(SOURCE TEXT)
This study’s strength is that it examines PICDs from studies in three different European countries. It enables us to obtain knowledge on the readability of PICDs in a larger context. Using two different tests for readability also strengthens the study. Average values for FOG and SMOG in the PICDs are quite similar in our study, but within individual PICDs, there is a wide variation in scores. This shows that the complexity of PICD texts varies and that it is difficult to obtain a single readability measure of the PICDs. Readability tests like FOG and SMOG have been criticized for focusing on the document alone, and for not capturing medical terms and difficult words [12]. A weakness of a readability test is that it does not take into account the context in which the document is used [12].

For assessment of PICDs and other written patient information, there are several online tools which involve FOG, SMOG, and other readability tests. These electronic tools make it possible to quickly obtain the value of a text’s readability. Online tools are not exact and provide somewhat different results than tests scored by hand. One such tool calculates a total readability score based on several tests (http://www.readabilityformulas.com). Another tool shows the readability for each test and provides a list of which sentences should be rewritten to improve readability (http://www.online-utility.org/english/readability_test_and_improve.jsp). This tool is used in an example of PICD where the same text is written with high and low readability, see Additional file 1.

In our study, several of the PICDs were only available on paper. We also wanted to calculate the readability level as exactly as possible. Therefore, all PICDs were scored by hand.

(REQUIREMENT 1) List the criticisms of readability tests such as FOG and SMOG that the passage on PICD readability gives.
(REQUIREMENT 2) Write what comes next in the passage on PICD readability, starting after its last sentence.
The items play no part in this work.

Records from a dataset
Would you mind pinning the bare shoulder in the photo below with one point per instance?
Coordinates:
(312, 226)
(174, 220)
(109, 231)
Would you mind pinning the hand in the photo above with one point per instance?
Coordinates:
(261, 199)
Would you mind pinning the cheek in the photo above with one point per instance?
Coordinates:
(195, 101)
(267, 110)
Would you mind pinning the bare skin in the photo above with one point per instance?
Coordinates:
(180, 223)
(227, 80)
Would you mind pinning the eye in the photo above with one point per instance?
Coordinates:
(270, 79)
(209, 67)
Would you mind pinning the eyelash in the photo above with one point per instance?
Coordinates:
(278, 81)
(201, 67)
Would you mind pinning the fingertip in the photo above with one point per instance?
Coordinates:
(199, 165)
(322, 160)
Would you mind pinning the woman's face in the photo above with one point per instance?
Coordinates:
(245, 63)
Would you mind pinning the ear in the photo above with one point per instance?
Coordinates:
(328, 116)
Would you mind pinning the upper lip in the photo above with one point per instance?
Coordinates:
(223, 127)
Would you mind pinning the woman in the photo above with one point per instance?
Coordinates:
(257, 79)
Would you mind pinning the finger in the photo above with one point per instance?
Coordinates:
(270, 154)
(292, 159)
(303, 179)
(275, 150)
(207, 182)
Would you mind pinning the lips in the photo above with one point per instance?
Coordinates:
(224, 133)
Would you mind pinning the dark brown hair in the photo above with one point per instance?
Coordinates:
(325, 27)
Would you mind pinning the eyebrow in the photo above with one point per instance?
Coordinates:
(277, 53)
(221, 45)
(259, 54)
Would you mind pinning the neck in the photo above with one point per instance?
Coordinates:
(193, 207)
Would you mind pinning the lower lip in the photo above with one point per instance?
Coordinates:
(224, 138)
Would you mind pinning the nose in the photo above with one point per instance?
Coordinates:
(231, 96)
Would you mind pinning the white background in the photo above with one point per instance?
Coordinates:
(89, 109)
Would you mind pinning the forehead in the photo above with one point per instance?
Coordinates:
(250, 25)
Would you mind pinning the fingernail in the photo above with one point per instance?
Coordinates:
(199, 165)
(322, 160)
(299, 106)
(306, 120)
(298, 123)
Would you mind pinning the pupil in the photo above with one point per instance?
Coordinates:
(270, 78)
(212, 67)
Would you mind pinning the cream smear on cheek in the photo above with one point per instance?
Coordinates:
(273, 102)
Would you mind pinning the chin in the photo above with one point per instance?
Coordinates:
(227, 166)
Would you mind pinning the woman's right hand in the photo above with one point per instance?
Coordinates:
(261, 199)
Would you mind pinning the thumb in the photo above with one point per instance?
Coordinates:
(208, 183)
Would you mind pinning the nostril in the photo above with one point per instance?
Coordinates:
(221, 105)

(ANSWER 1)
- They focus on the document alone.
- They do not capture medical terms and difficult words.
- They do not take into account the context in which the document is used.

(ANSWER 2)
Study limitation

The studies included in this study use different ways of describing the participants’ level of education. Some use the number of years of schooling, grouped or as average. Other studies use low-medium-high educational classifications, and some studies describe the professions or occupations of the participants. This makes it difficult to compare results. In most studies, there will be more participants who have lower educational levels than PICDs’ readability level (Table 1), but the way participants’ education is presented in the studies makes it impossible to perform a more accurate calculation. For example, when the number of participants in a study is presented with an education level of more than 12 years and the highest readability score is 19.0, then only a few in this group will have a schooling level equivalent to 19.0 years. A standardized way of presenting participants’ educational level is needed.

The FOG and the SMOG were developed to score texts written in English, which together with Dutch, Danish, and Norwegian, belong to the Germanic language family [46]. All four languages have common language characteristics. This is why we assumed we could use the FOG and SMOG procedure in all three languages even though they are not yet validated in the three languages. The endings which are considered to be easy to understand varies between languages. We cannot ignore the fact that the scores may be influenced by the languages.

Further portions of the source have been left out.